Entries for pointing at named objects
----
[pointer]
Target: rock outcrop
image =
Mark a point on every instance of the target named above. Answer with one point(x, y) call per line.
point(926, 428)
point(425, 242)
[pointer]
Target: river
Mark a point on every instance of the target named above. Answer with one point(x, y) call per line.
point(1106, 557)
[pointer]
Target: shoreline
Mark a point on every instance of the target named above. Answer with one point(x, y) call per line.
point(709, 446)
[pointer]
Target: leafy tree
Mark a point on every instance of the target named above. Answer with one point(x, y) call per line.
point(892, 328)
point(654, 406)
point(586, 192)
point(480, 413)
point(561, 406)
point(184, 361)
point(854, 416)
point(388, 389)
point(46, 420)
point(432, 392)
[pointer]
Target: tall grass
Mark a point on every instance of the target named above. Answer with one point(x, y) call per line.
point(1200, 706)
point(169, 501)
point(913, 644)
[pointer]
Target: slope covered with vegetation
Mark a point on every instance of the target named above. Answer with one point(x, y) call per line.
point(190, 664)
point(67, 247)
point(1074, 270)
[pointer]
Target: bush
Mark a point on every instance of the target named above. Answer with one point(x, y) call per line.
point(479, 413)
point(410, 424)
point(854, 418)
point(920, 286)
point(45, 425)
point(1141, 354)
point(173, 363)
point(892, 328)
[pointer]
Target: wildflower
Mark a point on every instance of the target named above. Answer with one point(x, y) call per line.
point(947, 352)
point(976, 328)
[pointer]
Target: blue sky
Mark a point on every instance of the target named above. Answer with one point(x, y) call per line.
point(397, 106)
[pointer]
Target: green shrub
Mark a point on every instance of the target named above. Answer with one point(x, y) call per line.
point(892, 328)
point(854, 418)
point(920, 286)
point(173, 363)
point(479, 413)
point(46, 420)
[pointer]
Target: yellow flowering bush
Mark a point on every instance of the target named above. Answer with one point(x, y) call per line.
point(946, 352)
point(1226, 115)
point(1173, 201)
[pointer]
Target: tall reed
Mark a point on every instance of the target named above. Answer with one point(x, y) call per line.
----
What to produce -
Please rewrite the stretch of data from its start through the line containing "point(709, 446)", requests included, scaling every answer coordinate by 0.5 and rounding each result to a whole number with halves going up.

Response to the task -
[pointer]
Target: rock outcrop
image =
Mark a point on every instance of the target named above. Answer with one point(x, y) call per line.
point(463, 214)
point(213, 121)
[pointer]
Target: river
Mark a point on every instance of the target named above. Answer with one point(x, y) call per line.
point(553, 279)
[pointer]
Target: shoreline
Mark a point on every instance of the target named above. Answer with one point(x, y) call per line.
point(355, 223)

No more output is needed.